▸ **Material to process**:

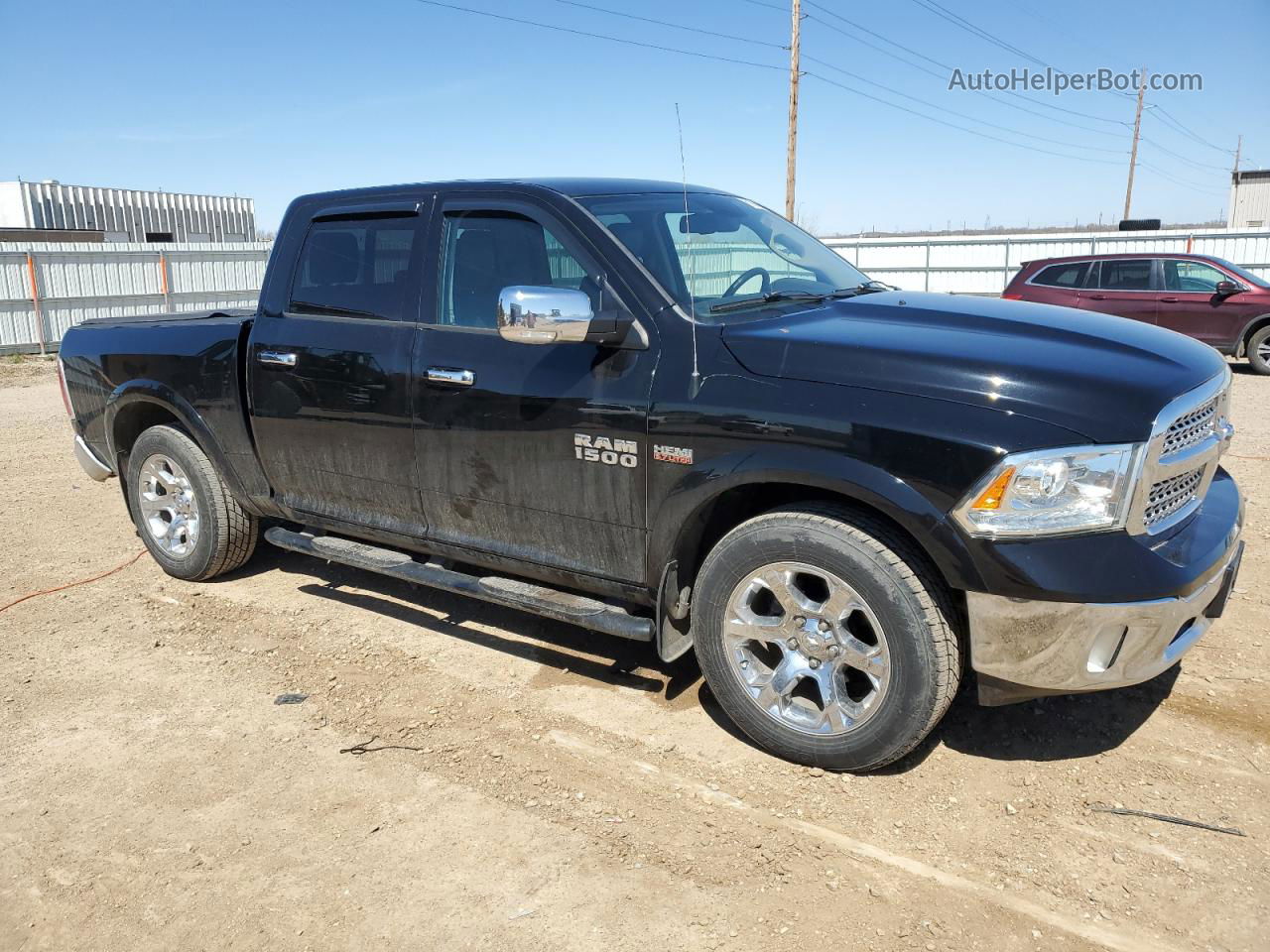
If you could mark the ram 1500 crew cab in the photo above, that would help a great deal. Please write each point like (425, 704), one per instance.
(671, 416)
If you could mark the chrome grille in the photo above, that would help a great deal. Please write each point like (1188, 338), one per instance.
(1182, 457)
(1191, 428)
(1170, 495)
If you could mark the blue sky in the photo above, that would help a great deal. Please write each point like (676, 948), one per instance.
(272, 99)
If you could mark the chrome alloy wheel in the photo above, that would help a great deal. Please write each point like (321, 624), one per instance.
(168, 506)
(807, 648)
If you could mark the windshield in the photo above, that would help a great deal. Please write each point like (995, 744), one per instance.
(724, 249)
(1243, 273)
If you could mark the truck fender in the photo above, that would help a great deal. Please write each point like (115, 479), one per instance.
(813, 468)
(132, 393)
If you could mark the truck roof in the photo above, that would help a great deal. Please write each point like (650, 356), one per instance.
(571, 186)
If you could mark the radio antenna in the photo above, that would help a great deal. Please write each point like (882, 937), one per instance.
(693, 258)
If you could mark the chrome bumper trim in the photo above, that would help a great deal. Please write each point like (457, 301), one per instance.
(89, 462)
(1064, 648)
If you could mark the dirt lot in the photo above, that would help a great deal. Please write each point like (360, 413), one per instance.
(535, 787)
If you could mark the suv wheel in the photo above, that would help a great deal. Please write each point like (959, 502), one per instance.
(1259, 350)
(826, 638)
(183, 512)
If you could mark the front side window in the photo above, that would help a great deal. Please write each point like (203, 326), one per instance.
(485, 252)
(1128, 275)
(1192, 276)
(721, 248)
(356, 268)
(1064, 276)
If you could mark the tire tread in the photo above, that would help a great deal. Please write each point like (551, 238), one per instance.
(915, 572)
(235, 543)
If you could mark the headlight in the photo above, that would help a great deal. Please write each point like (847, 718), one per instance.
(1052, 492)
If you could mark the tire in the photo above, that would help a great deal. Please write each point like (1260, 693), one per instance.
(1259, 350)
(182, 509)
(876, 634)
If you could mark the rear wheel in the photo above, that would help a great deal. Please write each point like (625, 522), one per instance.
(183, 512)
(826, 638)
(1259, 350)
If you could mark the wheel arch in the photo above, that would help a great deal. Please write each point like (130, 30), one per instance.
(698, 518)
(1241, 345)
(140, 404)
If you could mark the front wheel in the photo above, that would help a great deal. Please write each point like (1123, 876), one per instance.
(1259, 350)
(183, 511)
(826, 638)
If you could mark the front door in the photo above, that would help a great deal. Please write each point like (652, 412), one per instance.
(1191, 304)
(1121, 286)
(531, 452)
(329, 380)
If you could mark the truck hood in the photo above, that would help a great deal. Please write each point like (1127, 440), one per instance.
(1098, 376)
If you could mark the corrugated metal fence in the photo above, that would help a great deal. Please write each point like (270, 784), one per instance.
(48, 287)
(983, 266)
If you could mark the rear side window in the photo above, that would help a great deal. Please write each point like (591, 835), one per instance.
(1192, 276)
(357, 268)
(1064, 276)
(1129, 275)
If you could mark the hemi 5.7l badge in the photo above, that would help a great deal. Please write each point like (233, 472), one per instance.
(674, 454)
(602, 449)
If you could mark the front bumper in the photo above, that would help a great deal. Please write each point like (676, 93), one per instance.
(1024, 648)
(89, 462)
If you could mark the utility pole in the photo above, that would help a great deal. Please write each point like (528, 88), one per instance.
(792, 148)
(1234, 181)
(1133, 154)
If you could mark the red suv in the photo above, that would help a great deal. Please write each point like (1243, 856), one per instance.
(1199, 296)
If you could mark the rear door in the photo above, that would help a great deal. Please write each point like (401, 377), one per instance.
(1191, 304)
(329, 379)
(531, 452)
(1057, 284)
(1121, 286)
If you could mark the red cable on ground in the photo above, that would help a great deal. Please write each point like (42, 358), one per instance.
(72, 584)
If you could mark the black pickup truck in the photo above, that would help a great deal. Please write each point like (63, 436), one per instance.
(667, 414)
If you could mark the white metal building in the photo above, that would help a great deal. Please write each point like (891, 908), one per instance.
(1250, 199)
(126, 214)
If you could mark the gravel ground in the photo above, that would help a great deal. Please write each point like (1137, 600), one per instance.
(531, 785)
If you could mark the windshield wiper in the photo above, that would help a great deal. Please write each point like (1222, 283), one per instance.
(769, 298)
(869, 287)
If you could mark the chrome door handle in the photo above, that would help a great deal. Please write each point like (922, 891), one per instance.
(276, 358)
(451, 377)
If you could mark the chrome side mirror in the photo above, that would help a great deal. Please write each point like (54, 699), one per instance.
(544, 315)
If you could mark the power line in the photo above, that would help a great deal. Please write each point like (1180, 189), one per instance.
(598, 36)
(1183, 158)
(1170, 119)
(879, 36)
(1194, 185)
(952, 112)
(960, 22)
(955, 126)
(659, 48)
(947, 66)
(672, 26)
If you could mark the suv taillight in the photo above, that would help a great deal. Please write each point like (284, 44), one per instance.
(62, 384)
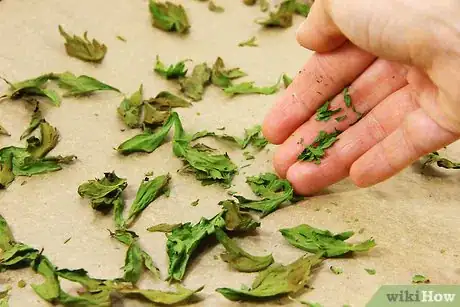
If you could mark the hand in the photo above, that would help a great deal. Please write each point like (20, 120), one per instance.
(402, 62)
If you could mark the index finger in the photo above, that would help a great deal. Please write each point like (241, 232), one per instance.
(324, 75)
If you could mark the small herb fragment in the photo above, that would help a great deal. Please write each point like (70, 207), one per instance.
(173, 71)
(324, 242)
(169, 16)
(249, 43)
(275, 281)
(83, 48)
(238, 258)
(316, 150)
(324, 113)
(420, 279)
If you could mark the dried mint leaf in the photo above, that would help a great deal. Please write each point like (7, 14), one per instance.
(81, 85)
(249, 43)
(173, 71)
(32, 88)
(324, 114)
(169, 16)
(317, 150)
(276, 281)
(434, 157)
(238, 258)
(324, 242)
(194, 85)
(214, 7)
(83, 48)
(130, 109)
(222, 77)
(183, 241)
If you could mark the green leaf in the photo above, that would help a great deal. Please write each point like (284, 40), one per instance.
(276, 281)
(249, 43)
(169, 16)
(420, 279)
(163, 227)
(324, 114)
(222, 77)
(330, 245)
(238, 258)
(83, 48)
(130, 109)
(184, 240)
(104, 193)
(173, 71)
(434, 157)
(82, 85)
(148, 191)
(35, 121)
(33, 87)
(193, 86)
(235, 220)
(163, 297)
(245, 88)
(316, 150)
(214, 7)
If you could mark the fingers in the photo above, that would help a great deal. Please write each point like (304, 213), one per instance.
(308, 178)
(417, 136)
(322, 77)
(318, 32)
(379, 81)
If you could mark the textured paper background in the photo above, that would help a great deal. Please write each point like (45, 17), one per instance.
(412, 216)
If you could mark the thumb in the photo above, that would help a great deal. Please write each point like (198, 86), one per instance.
(318, 32)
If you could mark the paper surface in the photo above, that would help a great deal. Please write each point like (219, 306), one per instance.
(412, 216)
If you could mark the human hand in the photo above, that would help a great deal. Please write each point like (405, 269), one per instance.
(405, 80)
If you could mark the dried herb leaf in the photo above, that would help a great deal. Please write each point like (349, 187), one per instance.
(223, 77)
(275, 281)
(31, 88)
(83, 48)
(130, 109)
(173, 71)
(235, 220)
(163, 297)
(103, 193)
(214, 7)
(163, 227)
(317, 150)
(169, 16)
(82, 85)
(245, 88)
(317, 241)
(148, 191)
(193, 86)
(184, 240)
(238, 258)
(420, 279)
(136, 260)
(434, 157)
(324, 114)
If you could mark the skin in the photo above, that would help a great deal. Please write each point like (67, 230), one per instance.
(401, 59)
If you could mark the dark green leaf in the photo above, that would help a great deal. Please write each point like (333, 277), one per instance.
(130, 109)
(275, 281)
(316, 150)
(173, 71)
(169, 16)
(184, 240)
(193, 86)
(82, 85)
(83, 48)
(315, 240)
(238, 258)
(249, 43)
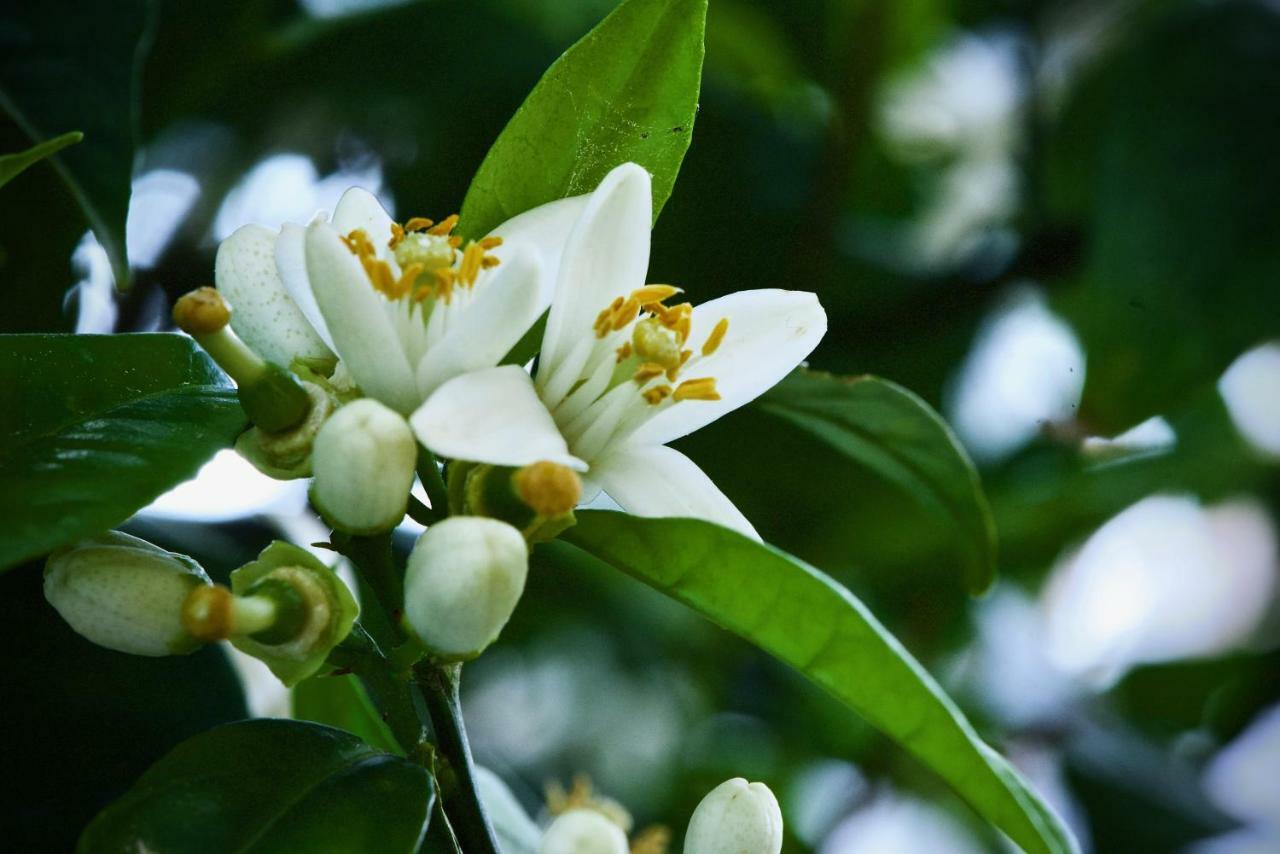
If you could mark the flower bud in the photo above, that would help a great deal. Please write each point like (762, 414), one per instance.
(288, 611)
(364, 460)
(124, 593)
(583, 831)
(464, 580)
(736, 817)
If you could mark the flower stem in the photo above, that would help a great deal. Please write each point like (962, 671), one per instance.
(439, 686)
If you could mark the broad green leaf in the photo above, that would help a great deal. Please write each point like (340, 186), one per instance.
(96, 427)
(13, 164)
(895, 433)
(627, 91)
(78, 65)
(342, 702)
(269, 785)
(809, 621)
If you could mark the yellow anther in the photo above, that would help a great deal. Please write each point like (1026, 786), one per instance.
(698, 389)
(444, 225)
(657, 394)
(654, 293)
(713, 341)
(648, 371)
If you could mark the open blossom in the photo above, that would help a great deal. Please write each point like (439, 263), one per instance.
(402, 306)
(624, 366)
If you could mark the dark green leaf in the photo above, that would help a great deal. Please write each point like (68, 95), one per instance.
(342, 702)
(13, 164)
(269, 785)
(77, 65)
(807, 620)
(626, 92)
(895, 433)
(96, 427)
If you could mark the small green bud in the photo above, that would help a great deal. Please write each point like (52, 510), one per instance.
(736, 817)
(464, 580)
(364, 462)
(124, 593)
(583, 831)
(289, 611)
(287, 455)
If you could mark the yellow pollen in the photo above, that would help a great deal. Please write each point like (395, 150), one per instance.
(648, 371)
(713, 341)
(696, 389)
(444, 225)
(657, 394)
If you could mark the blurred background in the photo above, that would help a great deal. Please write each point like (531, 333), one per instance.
(1056, 222)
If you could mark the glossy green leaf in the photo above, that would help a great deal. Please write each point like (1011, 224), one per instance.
(78, 65)
(626, 92)
(343, 702)
(96, 427)
(269, 785)
(892, 432)
(13, 164)
(809, 621)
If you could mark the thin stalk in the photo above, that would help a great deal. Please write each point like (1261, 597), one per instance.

▸ **Instructions for the task**: Copy the items verbatim, starting with the line containing "If you could mark the blue" and ending with the line containing "(1052, 492)", both lines included.

▸ **Answer to the task**:
If you could mark the blue sky in the photo above, that would help a great deal. Please write each point like (676, 948), one per instance.
(272, 99)
If you could mark the chrome alloy wheel in the photo above, that would help a great deal. Please write each point like (321, 624), one per instance.
(168, 506)
(807, 648)
If you could mark the windshield in the photo above, that would help a great deal. Please write each point like (995, 744), one per instance.
(724, 249)
(1243, 273)
If you could mark the truck fender in the photo above, that would help a great deal. Please write each point like (115, 479), one per instance.
(813, 468)
(132, 393)
If you could mark the truck roof in the photo above, that would help a great deal. Please write each point like (650, 356), one per instance.
(571, 186)
If you could mark the radio antenna in the photo above, that would help a great deal. Please write each point like (882, 937), one per instance.
(693, 258)
If you could mark the chrome bumper trim in the photo above, that would help a great deal. Please write each point like (457, 301), one per instance.
(89, 462)
(1064, 648)
If you could mark the dirt lot in the photo above, that would help a great deal. Please write each point like (360, 413), one per instance.
(535, 787)
If you could mark the suv wheel in the photo above, that would help a great deal. Please write each point like (959, 502), one per instance.
(1259, 350)
(826, 638)
(183, 512)
If you could mark the front side window in the photo above, that would help a great deal. Please write each point like (203, 326), one per instance.
(485, 252)
(1128, 275)
(1192, 276)
(721, 248)
(356, 268)
(1064, 276)
If you could mark the tire tread in the photo above, that would help a great deal. Please write each point like (551, 238), one per instance.
(915, 572)
(235, 543)
If you could mark the headlight in the photo above, that would help a great deal. Please write each point like (847, 718), one per instance.
(1052, 492)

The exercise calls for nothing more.